*Document extract*.
Recently, MRI has emerged as the preferred non-invasive technique for assessment of LV shape, the degree of aneurysm thinning, and resectability.33,34 MRI can distinguish between pericardium, thrombus, and myocardium, which are not easily distinguished by contrast ventriculography,30 and helps resolve uncertainty between a true and a pseudoaneurysm. Contrast-enhanced MRI provides additional information on myocardial tissue characteristics, perfusion, and viability.3 In the case of a true aneurysm, the tissue making up the wall of the aneurysm shows delayed myocardial enhancement. As the wall of a pseudoaneurysm is composed only of pericardium, it shows no delayed myocardial enhancement; however, its border does show enhancement.30 Pseudoaneurysms may show delayed pericardial enhancement.29 The ratio of maximal internal width of the orifice and maximal parallel internal diameter of 1.0 and the absence of delayed pericardial enhancement confirmed the aneurysms as true ones in the case presented.29 To elucidate the pathogenesis further, radionuclide imaging techniques can be used to assess myocardial viability (2-[fluorine-18]fluoro-2-deoxy-D-glucose positron emission tomography) and regional sympathetic innervation ([iodine-123]metaiodobenzylguanidine single photon emission computed tomography).3 Endomyocardial biopsy can demonstrate myocarditis, sarcoidosis, arrhythmogenic right ventricular cardiomyopathy, or storage disease.3 Programmed ventricular stimulation can help to induce clinically silent arrhythmias.3 As there was no history suggestive of hemodynamically significant arrhythmias, we assessed our patient with Holter monitoring only.

Treatment and prognosis of idiopathic LVAs are dependent on their size, location, and degree of valvular involvement, CHF functional class, and presence of ventricular tachyarrhythmias.3 Management strategies therefore range from antiarrhythmic drugs35 to ablation for ventricular tachycardia,36 implantation of a cardioverter-defibrillator,24 treatment of CHF3 or (less frequently) surgical aneurysmectomy.37 The latter is carried out to improve clinical manifestations, mostly CHF but sometimes also angina, embolization, and life-threatening tachyarrhythmias.1 However, prospective long-term follow-up studies comparing the different strategies are not available.3 Our patient was successfully managed with beta-blockers to prevent arrhythmias and oral anticoagulants to prevent thromboembolism. Idiopathic multiple LVAs in a young female demonstrated on ventriculography were reported to be treated conservatively with medical therapy with acceptable clinical course and without adverse clinical sequelae.20

Conclusion

Multiple LVAs in a patient can be idiopathic in nature and have varied presentations. They can be managed conservatively in the absence of angina, decompensated CHF and tachyarrhythmias.

Ethical disclosuresProtection of human and animal subjects

The authors declare that no experiments were performed on humans or animals for this study.

Confidentiality of data

The authors declare that no patient data appear in this article.

Right to privacy and informed consent

The authors have obtained the written informed consent of the patients or subjects mentioned in the article. The corresponding author is in possession of this document.

Conflicts of interest

The authors have no conflicts of interest to declare.

*Brief 1*.
Copy the part of the excerpt on left ventricular aneurysms that opens with the words containing "Right to privacy" and closes with "interest to declare.".
*Brief 2*.
List the management strategies for idiopathic LVAs that the excerpt on left ventricular aneurysms gives as the range of options.
*Brief 3*.
In the excerpt on left ventricular aneurysms, which two kinds of drugs were used to manage the patient?
The collected data after this point is separate material and not part of the excerpt on left ventricular aneurysms.

(Collected data)
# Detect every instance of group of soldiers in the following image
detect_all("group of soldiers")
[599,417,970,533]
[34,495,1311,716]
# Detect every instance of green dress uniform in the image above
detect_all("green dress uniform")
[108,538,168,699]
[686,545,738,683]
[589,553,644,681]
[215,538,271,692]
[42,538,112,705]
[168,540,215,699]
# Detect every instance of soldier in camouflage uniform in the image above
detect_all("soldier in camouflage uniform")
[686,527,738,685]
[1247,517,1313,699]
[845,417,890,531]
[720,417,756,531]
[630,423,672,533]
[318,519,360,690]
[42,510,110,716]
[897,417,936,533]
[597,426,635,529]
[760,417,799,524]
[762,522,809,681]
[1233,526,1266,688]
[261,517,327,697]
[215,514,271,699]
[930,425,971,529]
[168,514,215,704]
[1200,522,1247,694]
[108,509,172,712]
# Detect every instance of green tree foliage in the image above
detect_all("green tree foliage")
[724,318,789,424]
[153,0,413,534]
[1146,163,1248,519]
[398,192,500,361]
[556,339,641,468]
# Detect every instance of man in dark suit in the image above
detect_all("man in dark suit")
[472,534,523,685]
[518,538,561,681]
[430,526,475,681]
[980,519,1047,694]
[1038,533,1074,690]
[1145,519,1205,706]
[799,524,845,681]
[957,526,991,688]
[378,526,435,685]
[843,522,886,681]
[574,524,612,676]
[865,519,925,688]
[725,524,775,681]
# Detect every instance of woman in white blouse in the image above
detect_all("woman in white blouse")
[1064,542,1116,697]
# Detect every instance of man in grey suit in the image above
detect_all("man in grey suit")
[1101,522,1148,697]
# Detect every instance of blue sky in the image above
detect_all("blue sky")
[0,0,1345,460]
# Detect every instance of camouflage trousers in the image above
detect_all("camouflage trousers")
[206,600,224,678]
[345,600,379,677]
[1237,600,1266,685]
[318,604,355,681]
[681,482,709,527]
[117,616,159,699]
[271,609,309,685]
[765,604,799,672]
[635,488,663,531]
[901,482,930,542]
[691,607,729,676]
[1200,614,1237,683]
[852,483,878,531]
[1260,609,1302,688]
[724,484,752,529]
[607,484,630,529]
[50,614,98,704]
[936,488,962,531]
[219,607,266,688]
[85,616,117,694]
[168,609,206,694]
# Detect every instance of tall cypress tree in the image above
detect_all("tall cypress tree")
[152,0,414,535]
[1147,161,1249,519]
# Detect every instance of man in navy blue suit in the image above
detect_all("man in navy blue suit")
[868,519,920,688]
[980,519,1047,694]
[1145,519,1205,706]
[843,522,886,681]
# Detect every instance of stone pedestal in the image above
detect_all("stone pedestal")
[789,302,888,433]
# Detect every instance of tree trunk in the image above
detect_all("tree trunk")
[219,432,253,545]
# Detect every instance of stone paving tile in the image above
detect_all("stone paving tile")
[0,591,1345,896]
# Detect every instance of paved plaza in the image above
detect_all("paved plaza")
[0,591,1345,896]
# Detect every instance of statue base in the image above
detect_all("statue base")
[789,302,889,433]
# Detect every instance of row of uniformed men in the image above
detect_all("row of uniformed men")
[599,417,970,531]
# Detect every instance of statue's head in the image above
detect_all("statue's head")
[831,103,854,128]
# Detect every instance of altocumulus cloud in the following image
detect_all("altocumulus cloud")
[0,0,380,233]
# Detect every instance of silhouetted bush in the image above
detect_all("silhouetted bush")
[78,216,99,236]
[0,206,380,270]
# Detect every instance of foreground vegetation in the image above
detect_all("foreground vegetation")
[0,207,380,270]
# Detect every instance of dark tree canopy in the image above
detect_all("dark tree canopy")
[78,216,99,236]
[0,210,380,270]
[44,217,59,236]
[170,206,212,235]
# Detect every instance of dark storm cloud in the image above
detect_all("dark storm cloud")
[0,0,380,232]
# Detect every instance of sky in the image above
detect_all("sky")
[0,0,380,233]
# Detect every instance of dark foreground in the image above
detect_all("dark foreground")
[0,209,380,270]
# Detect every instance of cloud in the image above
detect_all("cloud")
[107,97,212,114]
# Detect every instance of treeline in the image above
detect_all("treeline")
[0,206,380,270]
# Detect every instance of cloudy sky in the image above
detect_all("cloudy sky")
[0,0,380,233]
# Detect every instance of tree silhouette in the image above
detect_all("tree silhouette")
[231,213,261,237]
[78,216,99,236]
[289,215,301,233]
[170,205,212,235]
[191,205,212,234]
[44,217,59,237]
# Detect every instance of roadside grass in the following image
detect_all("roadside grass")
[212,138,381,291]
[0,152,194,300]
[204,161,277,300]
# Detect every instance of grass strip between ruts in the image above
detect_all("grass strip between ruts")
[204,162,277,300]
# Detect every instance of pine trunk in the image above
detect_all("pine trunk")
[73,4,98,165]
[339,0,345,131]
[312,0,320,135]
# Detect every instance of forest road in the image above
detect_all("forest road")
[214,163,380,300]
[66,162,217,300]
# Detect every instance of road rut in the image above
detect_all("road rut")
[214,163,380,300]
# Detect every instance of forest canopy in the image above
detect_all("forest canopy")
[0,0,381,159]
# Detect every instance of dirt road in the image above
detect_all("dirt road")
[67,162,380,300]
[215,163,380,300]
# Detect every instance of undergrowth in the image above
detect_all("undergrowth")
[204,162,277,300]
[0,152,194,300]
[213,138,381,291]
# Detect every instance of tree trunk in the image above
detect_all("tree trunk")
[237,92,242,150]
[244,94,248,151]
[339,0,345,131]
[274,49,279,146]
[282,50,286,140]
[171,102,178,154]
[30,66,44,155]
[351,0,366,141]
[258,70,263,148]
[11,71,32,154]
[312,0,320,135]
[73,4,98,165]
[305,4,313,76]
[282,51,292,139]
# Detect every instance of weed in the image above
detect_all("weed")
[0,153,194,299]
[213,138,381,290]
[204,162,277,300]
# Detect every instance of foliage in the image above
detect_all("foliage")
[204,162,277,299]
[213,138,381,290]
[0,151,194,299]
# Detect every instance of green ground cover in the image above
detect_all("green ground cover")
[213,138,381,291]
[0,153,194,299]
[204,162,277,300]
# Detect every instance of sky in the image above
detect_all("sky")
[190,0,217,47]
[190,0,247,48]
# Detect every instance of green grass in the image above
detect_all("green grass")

*Written solution 1*.
Right to privacy and informed consent

The authors have obtained the written informed consent of the patients or subjects mentioned in the article. The corresponding author is in possession of this document.

Conflicts of interest

The authors have no conflicts of interest to declare.

*Written solution 2*.
- Antiarrhythmic drugs
- Ablation for ventricular tachycardia
- Implantation of a cardioverter-defibrillator
- Treatment of CHF
- Surgical aneurysmectomy

*Written solution 3*.
Beta-blockers to prevent arrhythmias and oral anticoagulants to prevent thromboembolism.